--- Texte donné ---

══════

La population des villes offre le spectacle parfaitement oriental d’une merveilleuse impureté. Toutes les races sont mêlées et bientôt seront confondues. À quelques minutes du bazar, du Khan Khalil, on tombe sur des gratte-ciel qui s'efforcent d’imiter les monstres américains. Des flots de voitures rutilantes roulent entre les trottoirs chargés d’une foule bigarrée. L’odeur du benzol flotte, au gré des souffles : c’est le nouvel encens des nouvelles "mille et une nuits". Les chauffeurs sont d'une habileté prodigieuse ; ils savent très bien se servir de ces appareils qu'ils n’ont pas inventés eux-mêmes. Ils savent moins bien les réparer ; on aperçoit souvent des voitures en détresse, et c’est un symptôme caractéristique, à cet instant de la civilisation. Mieux, c’est un avertissement.
Des avions grondent dans le ciel, comme partout. Ils se posent en vrombissant sur l'aérodrome d'Almaza, aux portes d’Heliopolis. Car Le Caire est l’un des rendez-vous du vieux continent. Quoi qu'il advienne, la civilisation mécanique a pris possession de ce nouveau domaine. Elle ne le lâchera plus. Des usines fument, dans la campagne plate du Delta, entre les champs de bersim et les villages de boue jaunâtre. Des montagnes de coton s’amassent dans les terrains vagues. Des balles aux toiles déchirées, la précieuse bourre s'échappe. Elle tombe dans la poussière et on la foule aux pieds. Le coton semble, ici et là, l’une des ordures de l'Égypte. Les arbres qui bordent la route d'Alexandrie arrachent des flocons à toutes les charretées ; ils ont l’air couverts de neige, du moins la file de droite en descendant vers le port. Car ce coton qui est, paraît-il, le meilleur du monde, est trop beau pour le fellah ; c’est un article d’exportation et la route du coton est une route à sens unique.
Cependant, la vie mondaine, dans les grandes agglomérations, est toujours active et brillante. Il y a quelques ruines, à Alexandrie, notamment ; ce sont les témoignages des bombardements, les allusions à la guerre. La société aristocratique est, comme jadis et comme naguère, délicate et bien pourvue. Les magasins regorgent de nourritures succulentes. La viande, les légumes, les fruits, les friandises encombrent les marchés. L'étranger qui vient de l’Europe occidentale prend plaisir à cette bonne chère. Il pense même que les Français d'Afrique du Nord, - des oppresseurs, paraît-il, - mènent une vie monastique et austère, au prix du luxe égyptien. Le tourisme est gravement entravé par les problèmes monétaires et le désordre du monde moderne. Les hôtels n’en sont pas moins remplis et le voyageur y est, comme autrefois, traité confortablement ; il peut se procurer, s’il dispose de devises, tous les articles nécessaires à la vie ou au plaisir. L’or abonde, même chez les bijoutiers des quartiers modestes. Il est évident que, malgré l’imminence des périls, l'Égypte a pu échapper à la guerre ravageuse. Elle montre, dans les controverses actuelles, une énergie qu’elle n’a pas été contrainte d'engager et de dépenser pour le salut de son existence.

══════

--- Consigne ---
Recopiez tout le texte sur l'Égypte depuis "La population des" jusqu'à "c’est un avertissement.", en substituant "essence" à "benzol".

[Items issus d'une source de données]
══════

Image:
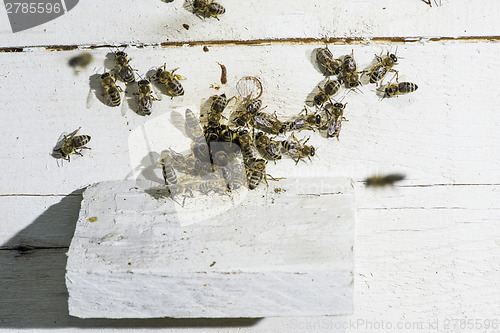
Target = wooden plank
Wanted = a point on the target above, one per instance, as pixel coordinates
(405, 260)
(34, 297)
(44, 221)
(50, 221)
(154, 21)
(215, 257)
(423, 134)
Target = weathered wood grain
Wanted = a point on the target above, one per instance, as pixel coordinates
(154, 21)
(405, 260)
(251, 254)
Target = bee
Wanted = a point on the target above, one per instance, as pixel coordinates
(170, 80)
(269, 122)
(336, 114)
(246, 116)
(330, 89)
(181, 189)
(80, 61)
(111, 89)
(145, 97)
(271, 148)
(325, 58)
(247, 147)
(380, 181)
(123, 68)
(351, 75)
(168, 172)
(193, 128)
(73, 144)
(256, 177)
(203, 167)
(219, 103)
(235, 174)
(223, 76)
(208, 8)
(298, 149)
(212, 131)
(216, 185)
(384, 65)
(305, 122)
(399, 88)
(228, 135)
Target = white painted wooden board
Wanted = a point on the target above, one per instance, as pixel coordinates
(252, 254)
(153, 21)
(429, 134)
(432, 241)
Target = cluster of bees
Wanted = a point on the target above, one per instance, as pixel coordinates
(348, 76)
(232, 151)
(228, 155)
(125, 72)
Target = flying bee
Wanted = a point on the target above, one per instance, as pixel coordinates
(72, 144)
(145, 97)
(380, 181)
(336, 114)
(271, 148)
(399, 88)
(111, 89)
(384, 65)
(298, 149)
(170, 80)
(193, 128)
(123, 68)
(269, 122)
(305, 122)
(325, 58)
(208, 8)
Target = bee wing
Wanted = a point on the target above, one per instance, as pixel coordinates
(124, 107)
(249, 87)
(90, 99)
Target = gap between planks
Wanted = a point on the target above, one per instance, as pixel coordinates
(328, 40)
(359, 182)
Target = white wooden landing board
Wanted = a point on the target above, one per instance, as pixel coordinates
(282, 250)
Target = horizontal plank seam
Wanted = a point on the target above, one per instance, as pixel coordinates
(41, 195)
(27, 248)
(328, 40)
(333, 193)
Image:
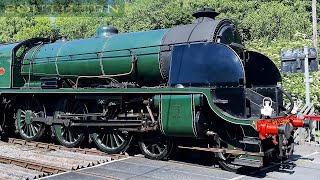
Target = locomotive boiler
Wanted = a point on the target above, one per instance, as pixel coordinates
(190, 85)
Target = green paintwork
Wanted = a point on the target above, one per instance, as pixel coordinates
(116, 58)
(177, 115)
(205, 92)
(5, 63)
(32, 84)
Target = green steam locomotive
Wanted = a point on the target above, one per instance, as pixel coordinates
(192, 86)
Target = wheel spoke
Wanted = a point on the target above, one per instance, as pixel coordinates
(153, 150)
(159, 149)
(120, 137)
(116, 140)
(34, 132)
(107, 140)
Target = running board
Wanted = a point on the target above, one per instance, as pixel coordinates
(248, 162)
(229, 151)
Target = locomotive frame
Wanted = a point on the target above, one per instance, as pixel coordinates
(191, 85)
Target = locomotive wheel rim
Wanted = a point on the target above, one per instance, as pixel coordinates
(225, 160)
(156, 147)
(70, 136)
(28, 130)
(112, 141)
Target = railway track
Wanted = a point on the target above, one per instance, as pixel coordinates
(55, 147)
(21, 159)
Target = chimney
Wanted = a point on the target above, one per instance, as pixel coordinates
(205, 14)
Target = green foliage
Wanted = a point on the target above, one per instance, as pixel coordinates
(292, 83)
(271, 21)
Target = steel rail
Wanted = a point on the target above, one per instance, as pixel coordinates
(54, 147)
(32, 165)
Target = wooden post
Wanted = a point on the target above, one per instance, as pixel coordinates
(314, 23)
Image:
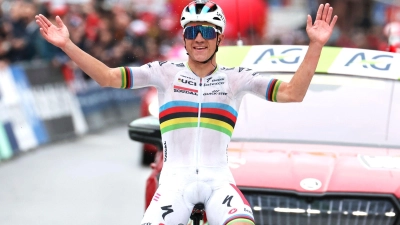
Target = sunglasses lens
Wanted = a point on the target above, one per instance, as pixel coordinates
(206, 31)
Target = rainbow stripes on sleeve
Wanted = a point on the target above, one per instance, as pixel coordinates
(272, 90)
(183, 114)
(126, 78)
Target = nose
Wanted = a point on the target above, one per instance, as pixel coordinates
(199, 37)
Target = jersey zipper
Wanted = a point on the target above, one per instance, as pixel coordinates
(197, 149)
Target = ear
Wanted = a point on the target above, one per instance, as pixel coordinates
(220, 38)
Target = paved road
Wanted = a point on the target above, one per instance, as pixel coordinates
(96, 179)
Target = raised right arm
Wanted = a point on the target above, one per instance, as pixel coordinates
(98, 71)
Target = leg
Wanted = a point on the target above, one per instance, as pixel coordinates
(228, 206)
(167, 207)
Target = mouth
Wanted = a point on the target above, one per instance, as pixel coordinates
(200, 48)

══════

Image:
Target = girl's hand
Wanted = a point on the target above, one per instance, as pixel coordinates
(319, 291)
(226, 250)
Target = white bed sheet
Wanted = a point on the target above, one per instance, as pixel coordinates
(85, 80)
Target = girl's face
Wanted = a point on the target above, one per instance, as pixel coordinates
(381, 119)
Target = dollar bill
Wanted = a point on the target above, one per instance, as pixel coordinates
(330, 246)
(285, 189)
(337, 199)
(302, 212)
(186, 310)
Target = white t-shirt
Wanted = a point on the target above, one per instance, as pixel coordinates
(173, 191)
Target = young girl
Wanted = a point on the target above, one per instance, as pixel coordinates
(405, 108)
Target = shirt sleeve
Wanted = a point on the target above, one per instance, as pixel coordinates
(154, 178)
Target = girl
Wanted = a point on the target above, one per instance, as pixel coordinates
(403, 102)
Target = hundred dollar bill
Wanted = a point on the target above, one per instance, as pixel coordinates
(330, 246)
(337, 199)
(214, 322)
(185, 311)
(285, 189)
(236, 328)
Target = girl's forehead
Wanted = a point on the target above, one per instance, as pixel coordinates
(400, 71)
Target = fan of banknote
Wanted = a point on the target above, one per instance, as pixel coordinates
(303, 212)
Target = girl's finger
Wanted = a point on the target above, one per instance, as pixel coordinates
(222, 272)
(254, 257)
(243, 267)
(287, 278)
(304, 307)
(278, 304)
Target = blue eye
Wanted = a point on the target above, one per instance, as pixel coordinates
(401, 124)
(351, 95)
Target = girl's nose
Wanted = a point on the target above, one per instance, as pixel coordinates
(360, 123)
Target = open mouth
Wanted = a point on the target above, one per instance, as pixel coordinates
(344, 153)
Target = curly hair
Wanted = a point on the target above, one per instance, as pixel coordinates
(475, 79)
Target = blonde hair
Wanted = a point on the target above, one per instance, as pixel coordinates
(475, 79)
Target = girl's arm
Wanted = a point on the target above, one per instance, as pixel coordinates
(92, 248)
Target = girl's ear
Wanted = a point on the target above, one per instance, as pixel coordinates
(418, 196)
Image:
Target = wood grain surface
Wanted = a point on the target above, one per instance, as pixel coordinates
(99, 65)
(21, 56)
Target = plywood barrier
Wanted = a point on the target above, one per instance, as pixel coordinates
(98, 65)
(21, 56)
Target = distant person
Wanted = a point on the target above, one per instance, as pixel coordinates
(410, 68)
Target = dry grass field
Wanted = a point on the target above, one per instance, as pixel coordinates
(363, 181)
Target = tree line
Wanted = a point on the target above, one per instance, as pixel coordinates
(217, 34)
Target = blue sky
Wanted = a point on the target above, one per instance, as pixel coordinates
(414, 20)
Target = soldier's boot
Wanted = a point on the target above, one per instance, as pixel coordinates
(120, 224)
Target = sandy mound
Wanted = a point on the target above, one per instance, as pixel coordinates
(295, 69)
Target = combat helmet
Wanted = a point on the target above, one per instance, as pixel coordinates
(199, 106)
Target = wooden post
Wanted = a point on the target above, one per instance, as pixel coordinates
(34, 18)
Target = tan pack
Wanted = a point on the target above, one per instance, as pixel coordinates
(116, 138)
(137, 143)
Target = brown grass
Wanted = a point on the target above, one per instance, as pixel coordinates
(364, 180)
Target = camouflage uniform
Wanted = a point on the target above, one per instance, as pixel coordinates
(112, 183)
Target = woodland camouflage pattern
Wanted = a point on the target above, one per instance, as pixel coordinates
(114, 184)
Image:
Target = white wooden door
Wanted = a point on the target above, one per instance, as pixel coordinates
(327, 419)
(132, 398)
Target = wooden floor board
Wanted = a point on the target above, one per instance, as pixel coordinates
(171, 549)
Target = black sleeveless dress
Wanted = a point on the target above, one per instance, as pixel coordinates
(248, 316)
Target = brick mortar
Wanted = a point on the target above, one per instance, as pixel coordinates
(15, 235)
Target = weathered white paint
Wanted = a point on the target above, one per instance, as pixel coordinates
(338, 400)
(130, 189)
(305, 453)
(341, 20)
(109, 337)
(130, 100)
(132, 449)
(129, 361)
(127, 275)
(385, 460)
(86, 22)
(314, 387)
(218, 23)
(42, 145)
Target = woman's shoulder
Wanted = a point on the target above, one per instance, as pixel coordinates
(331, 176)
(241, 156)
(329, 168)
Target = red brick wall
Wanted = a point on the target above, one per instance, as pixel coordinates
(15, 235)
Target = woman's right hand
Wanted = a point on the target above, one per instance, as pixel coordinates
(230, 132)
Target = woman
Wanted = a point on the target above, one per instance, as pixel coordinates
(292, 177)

══════

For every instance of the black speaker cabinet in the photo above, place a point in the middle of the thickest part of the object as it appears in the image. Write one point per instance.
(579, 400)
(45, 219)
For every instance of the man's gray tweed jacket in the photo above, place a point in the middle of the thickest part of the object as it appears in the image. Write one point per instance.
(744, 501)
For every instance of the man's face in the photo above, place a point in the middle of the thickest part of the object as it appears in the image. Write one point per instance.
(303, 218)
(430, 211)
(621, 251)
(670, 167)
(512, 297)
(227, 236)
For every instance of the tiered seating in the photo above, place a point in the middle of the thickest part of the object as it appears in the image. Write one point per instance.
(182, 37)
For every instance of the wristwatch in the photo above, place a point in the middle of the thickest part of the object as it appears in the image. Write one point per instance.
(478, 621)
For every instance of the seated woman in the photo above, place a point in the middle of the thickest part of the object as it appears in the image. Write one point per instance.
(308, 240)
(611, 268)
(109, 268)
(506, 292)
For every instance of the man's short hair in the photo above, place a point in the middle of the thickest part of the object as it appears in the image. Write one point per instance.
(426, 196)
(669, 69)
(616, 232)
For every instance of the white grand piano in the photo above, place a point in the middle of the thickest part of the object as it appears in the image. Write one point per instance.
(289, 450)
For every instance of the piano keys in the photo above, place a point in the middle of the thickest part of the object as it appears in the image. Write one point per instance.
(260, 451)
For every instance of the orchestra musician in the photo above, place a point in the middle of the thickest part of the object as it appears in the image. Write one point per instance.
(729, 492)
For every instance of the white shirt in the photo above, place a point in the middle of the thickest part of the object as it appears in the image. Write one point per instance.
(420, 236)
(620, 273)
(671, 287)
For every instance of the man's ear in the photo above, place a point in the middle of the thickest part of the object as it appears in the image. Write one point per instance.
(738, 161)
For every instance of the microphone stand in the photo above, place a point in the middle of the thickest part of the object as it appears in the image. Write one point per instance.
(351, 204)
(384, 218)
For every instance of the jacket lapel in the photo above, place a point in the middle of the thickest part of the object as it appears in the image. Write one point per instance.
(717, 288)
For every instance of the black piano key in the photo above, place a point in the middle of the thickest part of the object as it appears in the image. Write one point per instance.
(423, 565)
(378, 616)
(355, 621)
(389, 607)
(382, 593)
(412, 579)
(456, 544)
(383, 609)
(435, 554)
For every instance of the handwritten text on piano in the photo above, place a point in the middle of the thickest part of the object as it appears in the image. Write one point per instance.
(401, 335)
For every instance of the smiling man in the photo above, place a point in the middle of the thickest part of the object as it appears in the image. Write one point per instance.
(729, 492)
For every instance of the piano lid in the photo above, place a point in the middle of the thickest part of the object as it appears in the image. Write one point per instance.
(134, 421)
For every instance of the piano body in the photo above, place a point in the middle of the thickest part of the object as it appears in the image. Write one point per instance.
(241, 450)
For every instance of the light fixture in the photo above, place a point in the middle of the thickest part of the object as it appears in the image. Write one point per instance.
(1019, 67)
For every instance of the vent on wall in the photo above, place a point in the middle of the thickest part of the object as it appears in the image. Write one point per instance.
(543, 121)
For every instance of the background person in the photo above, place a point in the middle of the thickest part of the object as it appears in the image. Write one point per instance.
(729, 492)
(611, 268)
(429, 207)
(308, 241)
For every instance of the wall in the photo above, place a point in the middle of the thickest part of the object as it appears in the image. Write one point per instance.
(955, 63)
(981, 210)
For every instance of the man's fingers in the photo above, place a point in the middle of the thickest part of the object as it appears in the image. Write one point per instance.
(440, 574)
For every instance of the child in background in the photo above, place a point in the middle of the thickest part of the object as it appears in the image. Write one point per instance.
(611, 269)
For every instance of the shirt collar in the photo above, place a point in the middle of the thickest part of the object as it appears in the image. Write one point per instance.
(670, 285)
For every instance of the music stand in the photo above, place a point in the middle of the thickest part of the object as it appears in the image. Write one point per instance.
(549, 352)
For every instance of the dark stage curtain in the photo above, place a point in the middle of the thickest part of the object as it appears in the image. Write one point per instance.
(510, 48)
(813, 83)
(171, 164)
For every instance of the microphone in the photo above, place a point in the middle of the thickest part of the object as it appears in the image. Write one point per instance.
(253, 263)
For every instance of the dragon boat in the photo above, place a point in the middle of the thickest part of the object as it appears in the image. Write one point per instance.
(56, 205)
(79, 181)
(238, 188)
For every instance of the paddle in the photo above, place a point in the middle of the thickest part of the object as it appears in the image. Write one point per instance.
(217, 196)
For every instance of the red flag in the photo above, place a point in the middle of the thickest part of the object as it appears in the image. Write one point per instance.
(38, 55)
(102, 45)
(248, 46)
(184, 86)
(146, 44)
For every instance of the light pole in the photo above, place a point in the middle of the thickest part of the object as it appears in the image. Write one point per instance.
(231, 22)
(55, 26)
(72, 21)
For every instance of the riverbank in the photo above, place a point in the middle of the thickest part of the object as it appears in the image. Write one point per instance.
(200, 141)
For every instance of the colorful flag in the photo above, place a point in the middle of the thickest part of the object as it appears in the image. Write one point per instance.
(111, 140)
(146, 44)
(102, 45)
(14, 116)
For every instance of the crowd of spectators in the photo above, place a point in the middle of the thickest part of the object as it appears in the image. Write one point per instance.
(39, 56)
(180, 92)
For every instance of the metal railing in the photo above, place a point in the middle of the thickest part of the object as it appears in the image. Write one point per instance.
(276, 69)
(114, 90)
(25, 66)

══════

--- Réponse rédigée ---
La population des villes offre le spectacle parfaitement oriental d’une merveilleuse impureté. Toutes les races sont mêlées et bientôt seront confondues. À quelques minutes du bazar, du Khan Khalil, on tombe sur des gratte-ciel qui s'efforcent d’imiter les monstres américains. Des flots de voitures rutilantes roulent entre les trottoirs chargés d’une foule bigarrée. L’odeur du essence flotte, au gré des souffles : c’est le nouvel encens des nouvelles "mille et une nuits". Les chauffeurs sont d'une habileté prodigieuse ; ils savent très bien se servir de ces appareils qu'ils n’ont pas inventés eux-mêmes. Ils savent moins bien les réparer ; on aperçoit souvent des voitures en détresse, et c’est un symptôme caractéristique, à cet instant de la civilisation. Mieux, c’est un avertissement.